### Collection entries
- Opening Delimiter -
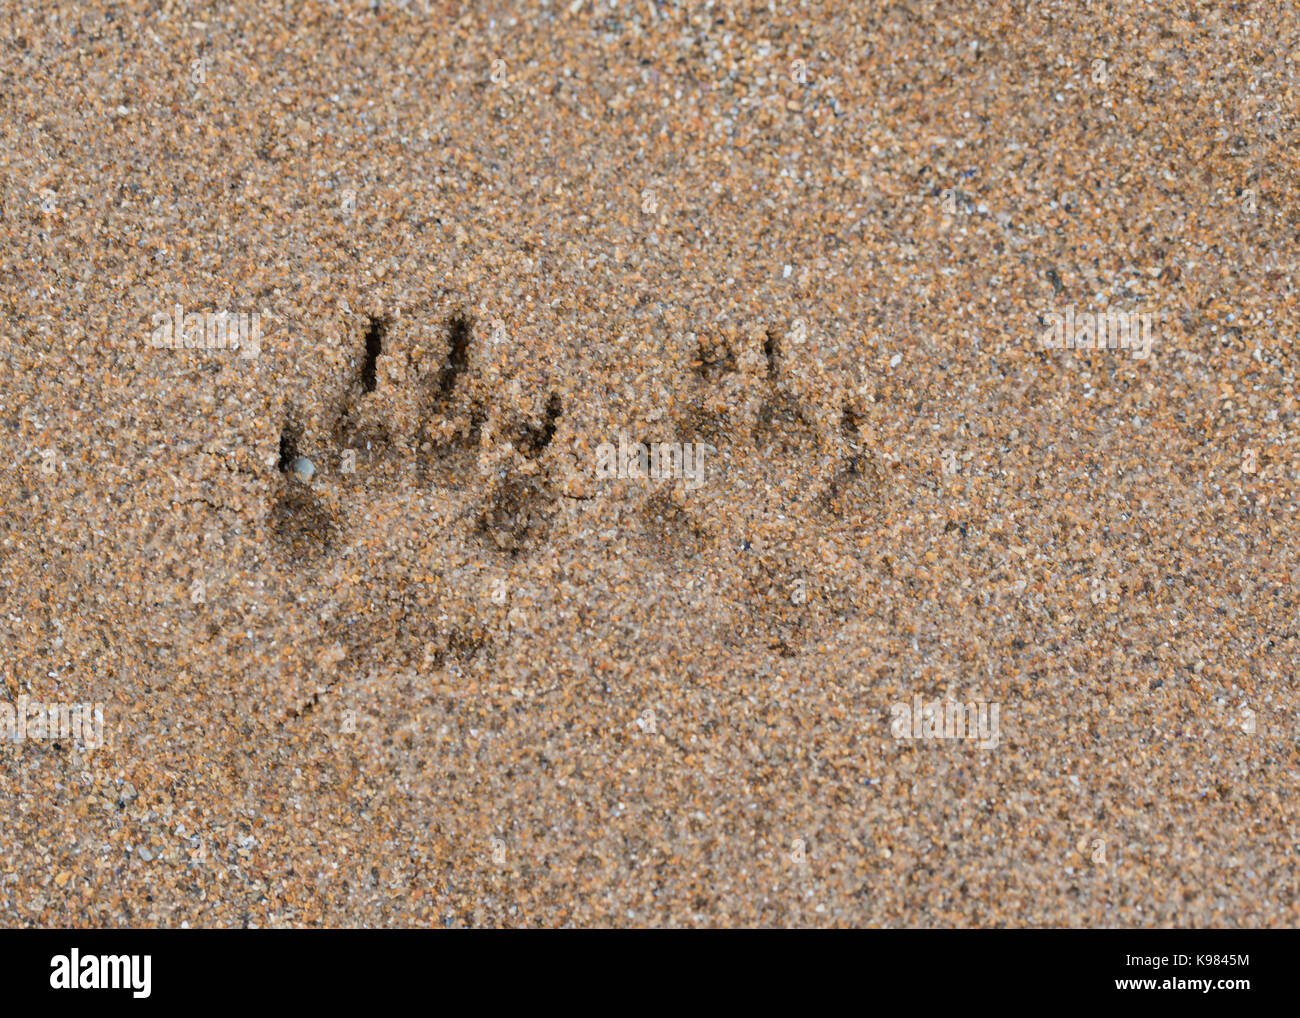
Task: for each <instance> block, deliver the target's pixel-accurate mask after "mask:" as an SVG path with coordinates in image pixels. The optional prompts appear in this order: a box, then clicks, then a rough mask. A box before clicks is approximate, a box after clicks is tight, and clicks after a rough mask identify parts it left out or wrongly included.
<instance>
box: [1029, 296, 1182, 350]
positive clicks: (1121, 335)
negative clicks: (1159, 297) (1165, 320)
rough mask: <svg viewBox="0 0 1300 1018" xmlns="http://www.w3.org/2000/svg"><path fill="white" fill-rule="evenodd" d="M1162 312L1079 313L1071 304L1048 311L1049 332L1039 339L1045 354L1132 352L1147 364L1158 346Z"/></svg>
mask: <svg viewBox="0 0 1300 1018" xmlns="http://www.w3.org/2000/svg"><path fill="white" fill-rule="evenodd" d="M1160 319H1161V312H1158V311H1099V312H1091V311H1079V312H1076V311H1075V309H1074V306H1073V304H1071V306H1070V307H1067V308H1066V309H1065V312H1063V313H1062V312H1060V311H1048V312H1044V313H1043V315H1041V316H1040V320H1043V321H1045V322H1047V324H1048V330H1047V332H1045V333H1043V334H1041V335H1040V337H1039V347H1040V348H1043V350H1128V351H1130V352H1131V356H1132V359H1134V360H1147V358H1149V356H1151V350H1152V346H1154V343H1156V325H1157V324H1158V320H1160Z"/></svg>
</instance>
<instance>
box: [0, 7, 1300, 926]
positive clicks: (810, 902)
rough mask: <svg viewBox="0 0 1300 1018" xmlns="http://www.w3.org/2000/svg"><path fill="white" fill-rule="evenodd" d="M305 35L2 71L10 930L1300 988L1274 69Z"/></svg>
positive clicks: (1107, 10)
- Closing Delimiter -
### What this task involves
Scan the records for the word "clicks". Copy each line where it turns up.

### Output below
Task: for each <instance> block, deliver the target's pixel-accurate mask after "mask:" as an SVG path with coordinates in image pixels. The optional prompts appear in this order: a box, then clicks, then a rough mask. A box before clicks is approximate, a box after clicks is tight, and clicks after a rough mask identify parts it left out or wrongly included.
positive clicks: (1121, 335)
negative clicks: (1159, 297) (1165, 320)
positive clicks: (810, 902)
positive clicks: (1107, 10)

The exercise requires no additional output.